## Условие задания
Объясните по фрагменту о материализме, почему марксизму не удалось удержать в узде природу человека.

## Исходный фрагмент
* * * * *

Материализм, или область чувственного — это та область бесконечного становления, которую и Сократ, и Парменид, и Платон считали самой несовершенной и зыбкой гранью бытия. Однако марксизм признал эту грань единственно существующей. Считалось, что применение к этой зыбкости диалектического инструментария позволит держать её в узде и, в зависимости от своего разумения, трансформировать её. И надо отдать должное марксизму, в ряде аспектов материалистического плана это ему удавалось. Не удалось ему держать в узде только один — самый ключевой аспект — природу человека. И никакие завлекательные картины будущего «райского» бытия не сподвигнут человека искать счастья только в созидательном труде. Как и предсказывал Фёдор Михайлович Достоевский в своих «Записках из подполья», человеку, осчастливленному переселением в хрустальный дворец, этот самый дворец может надоесть настолько, что он, без всякого сожаления, отправит его на свалку истории, и будет жить в сарае с дырявой крышей, или в бочке как Диоген.

Сходство Гуссерля и Маркса с Энгельсом в том, что он также отказался от метафизики. Чем же Гуссерль намеревался её заменить?

* * * * *

## Доступные данные
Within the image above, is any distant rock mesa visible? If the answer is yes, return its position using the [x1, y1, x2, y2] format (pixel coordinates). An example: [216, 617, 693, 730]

* * * * *

## Выполненное задание
Никакие завлекательные картины будущего «райского» бытия не заставят человека искать счастья только в созидательном труде. Как предсказывал Достоевский в «Записках из подполья», человеку, осчастливленному переселением в хрустальный дворец, этот дворец может так надоесть, что он без сожаления отправит его на свалку истории. После этого он будет жить в сарае с дырявой крышей или в бочке, как Диоген.